EXERCISE ▸ Add 55 to each coordinate value in the stretch of data from the line containing "In this photo, where can the bright" through the line containing "In this photo, where can the man's", and rewrite every line of that stretch, including the lines without coordinates.

THE DATA ▸
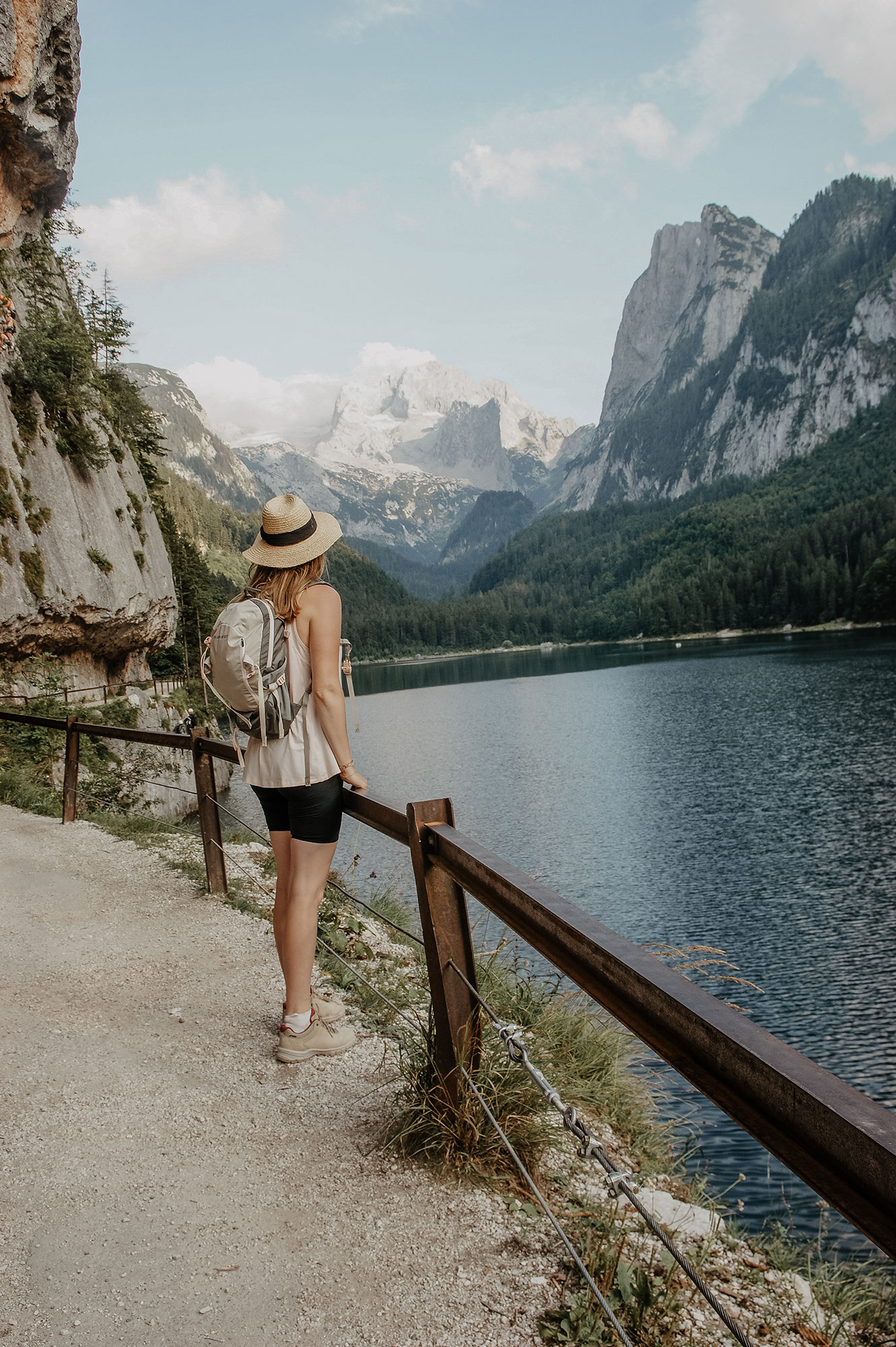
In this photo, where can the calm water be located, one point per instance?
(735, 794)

---

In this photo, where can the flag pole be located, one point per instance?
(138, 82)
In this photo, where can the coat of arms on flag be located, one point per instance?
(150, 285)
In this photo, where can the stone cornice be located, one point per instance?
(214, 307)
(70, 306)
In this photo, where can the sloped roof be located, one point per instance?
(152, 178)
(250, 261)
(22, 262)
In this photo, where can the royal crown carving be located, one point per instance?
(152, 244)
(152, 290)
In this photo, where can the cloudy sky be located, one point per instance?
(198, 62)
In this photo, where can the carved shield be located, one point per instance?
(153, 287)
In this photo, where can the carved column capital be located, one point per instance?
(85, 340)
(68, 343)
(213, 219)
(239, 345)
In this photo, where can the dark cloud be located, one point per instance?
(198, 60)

--

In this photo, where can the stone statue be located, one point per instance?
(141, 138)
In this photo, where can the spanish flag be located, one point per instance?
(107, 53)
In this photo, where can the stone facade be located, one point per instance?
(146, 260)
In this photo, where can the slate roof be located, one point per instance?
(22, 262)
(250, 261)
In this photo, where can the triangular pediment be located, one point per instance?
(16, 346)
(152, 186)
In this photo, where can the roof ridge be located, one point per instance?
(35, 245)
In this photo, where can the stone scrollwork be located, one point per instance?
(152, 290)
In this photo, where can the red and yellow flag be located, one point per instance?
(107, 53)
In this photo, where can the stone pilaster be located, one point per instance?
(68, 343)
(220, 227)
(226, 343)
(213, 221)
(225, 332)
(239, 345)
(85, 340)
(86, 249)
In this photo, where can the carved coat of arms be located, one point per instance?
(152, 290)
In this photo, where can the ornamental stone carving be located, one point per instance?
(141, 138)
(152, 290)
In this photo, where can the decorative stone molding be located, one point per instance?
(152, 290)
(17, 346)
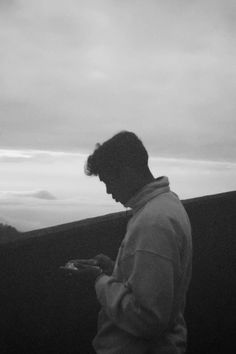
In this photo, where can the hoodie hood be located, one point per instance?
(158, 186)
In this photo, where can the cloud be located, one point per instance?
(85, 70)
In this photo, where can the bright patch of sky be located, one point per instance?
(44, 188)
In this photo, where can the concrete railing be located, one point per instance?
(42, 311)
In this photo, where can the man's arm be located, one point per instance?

ANSWER TO THE TASK ▸
In this photo, where can the bright patch of sky be located, one point per instance?
(99, 243)
In this photo, where can the concrete railing be located, one point per instance?
(97, 366)
In this photo, where can the man's arm be located, one point per instance?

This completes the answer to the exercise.